Saved data entries
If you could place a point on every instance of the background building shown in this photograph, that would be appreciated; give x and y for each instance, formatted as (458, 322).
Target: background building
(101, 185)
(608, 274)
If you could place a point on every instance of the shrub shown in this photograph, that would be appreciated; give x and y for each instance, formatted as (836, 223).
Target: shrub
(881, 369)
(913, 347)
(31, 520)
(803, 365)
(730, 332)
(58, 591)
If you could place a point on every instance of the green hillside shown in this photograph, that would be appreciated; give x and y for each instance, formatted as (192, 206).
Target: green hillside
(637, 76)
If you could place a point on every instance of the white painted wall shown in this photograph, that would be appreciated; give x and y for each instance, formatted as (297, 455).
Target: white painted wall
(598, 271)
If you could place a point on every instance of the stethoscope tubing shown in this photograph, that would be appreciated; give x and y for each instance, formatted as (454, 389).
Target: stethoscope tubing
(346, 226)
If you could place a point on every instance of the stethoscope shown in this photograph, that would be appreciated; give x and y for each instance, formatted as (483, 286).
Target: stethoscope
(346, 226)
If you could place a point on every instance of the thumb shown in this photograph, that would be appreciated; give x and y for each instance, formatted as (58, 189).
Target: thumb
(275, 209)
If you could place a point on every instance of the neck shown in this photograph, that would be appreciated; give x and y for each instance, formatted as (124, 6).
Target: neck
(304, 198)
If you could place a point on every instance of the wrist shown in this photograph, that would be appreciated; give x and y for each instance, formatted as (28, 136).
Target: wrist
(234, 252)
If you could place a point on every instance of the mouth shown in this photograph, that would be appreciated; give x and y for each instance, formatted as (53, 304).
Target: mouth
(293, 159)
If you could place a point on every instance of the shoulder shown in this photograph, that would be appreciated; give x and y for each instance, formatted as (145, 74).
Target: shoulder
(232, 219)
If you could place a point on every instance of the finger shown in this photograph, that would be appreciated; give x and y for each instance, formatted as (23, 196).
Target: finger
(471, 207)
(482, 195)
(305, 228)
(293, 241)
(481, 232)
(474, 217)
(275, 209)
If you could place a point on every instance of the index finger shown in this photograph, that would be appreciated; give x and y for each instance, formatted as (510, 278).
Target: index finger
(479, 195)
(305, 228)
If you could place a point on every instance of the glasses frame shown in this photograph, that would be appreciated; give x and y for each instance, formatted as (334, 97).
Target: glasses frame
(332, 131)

Task description ::
Would you quote, exactly and only, the lines from the one containing "Target: stethoscope tubing" to the end of the entries?

Response to the task ::
Target: stethoscope tubing
(346, 226)
If you could place a point on every instance of the stethoscope shown in this photograph, that would be appreciated; give x and y for each instance, formatted as (483, 286).
Target: stethoscope
(346, 226)
If you could place a point on every instance of the thumb shown in this photograph, that would be appreciated; give x and y for each instance, formatted as (58, 189).
Target: thumb
(275, 209)
If you could place a point on every instance of the neck shown in this photograph, that would be appreciated; give x and y for each instance, formatted as (124, 6).
Target: neck
(304, 198)
If you could place a point on every instance of the wrist shown in this photograph, that would be appreciated; give x and y for each instance, formatted as (28, 136).
Target: wrist
(234, 252)
If you could place a point on every instance of the mouth shown in this photograph, that would be appreciated; give x and y for each instance, formatted as (53, 304).
Target: mouth
(293, 159)
If you could place a point on every instance of the shoulder shown in this photograph, that would be appreciated; give x and y for each instance, formatted as (145, 74).
Target: shoulder
(232, 219)
If you could place a point on every instance of the finger shown in this photograph, that would be appreciated; give x and y for each instance, formatted as (23, 196).
Target: finger
(471, 207)
(482, 195)
(305, 228)
(293, 241)
(481, 232)
(474, 217)
(275, 209)
If you could place a point on every instance of the index finger shown in this photograph, that would be appreciated; give x and y for each instance, formatted as (510, 278).
Target: index finger
(479, 195)
(305, 228)
If you could place a point on every instance of the glasses frame shown in this photograph, that would be appreciated; give x and y for each instance, formatted as (334, 97).
Target: glasses frame
(332, 131)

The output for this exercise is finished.